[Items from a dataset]
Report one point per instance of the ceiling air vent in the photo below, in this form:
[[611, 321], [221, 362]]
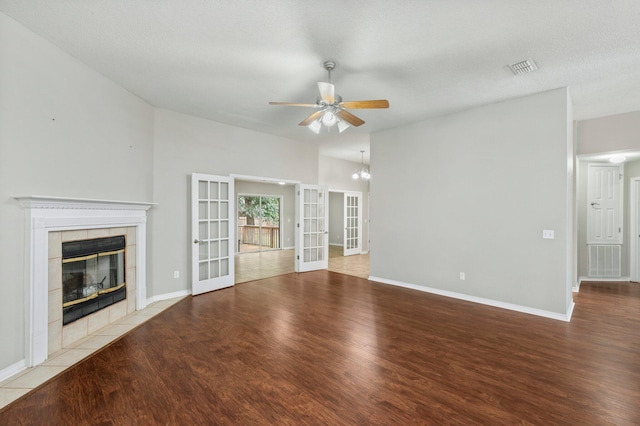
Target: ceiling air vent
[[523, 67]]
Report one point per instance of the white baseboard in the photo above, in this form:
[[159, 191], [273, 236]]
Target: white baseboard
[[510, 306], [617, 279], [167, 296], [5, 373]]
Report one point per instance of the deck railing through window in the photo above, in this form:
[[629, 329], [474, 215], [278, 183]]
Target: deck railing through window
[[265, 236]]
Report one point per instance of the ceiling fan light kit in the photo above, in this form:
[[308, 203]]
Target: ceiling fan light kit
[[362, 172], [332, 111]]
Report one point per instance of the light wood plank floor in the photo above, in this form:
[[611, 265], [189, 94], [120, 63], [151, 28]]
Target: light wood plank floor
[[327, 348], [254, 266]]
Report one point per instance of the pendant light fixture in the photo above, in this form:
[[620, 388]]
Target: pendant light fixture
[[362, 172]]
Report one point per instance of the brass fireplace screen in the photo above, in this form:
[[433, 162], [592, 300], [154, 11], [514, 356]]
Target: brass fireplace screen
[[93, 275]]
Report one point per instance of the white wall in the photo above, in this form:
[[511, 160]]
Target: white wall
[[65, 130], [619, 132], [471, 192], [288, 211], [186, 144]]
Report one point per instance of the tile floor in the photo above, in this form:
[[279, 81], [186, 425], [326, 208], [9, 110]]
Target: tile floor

> _EXERCISE INSTRUCTIONS_
Output all of the lines above as a numbered list, skipping any blank lines and leaving out the picture.

> _EXPECTED ANSWER_
1. Report one point per instance of the ceiling air vent in the photo below, in this form:
2. [[611, 321], [221, 362]]
3. Target: ceiling air vent
4. [[523, 67]]
5. Report one point per instance of the white baseboard in the photo above, in this form:
6. [[159, 191], [273, 236]]
7. Target: white baseboard
8. [[510, 306], [617, 279], [167, 296], [5, 373]]
9. Report one point per instance of the deck railing through window in the photo above, in this form:
10. [[629, 329], [474, 215], [278, 183]]
11. Target: deck railing through window
12. [[265, 236]]
13. Report one point per instance of the ceiling fan light kit in the photo above, in this form:
14. [[308, 203]]
15. Target: ceiling fan light kit
16. [[362, 172], [332, 111]]
17. Report one point per instance of the light wood plank floor in the photo above, in this form:
18. [[611, 265], [189, 94], [120, 63], [151, 28]]
19. Target: light wood plank floor
20. [[327, 348], [254, 266]]
21. Report one point per instance of the pendant light fixture in the photo above, in this form:
22. [[620, 388]]
23. Target: pendant light fixture
24. [[362, 172]]
25. Report one point per instance of the brass fireplace screen in the photo above, in this form:
26. [[433, 162], [592, 300], [154, 11], [514, 356]]
27. Target: brass fireplace screen
28. [[93, 275]]
29. Report one point per instance of the white wall in the photo above, in this form:
30. [[511, 160]]
31. Target: white wall
32. [[65, 130], [619, 132], [471, 192], [288, 211], [186, 144]]
33. Report one point per instance of the tile floor in the photo above, in this form:
34. [[279, 81], [186, 425], [326, 208], [9, 110]]
35. Target: tile floor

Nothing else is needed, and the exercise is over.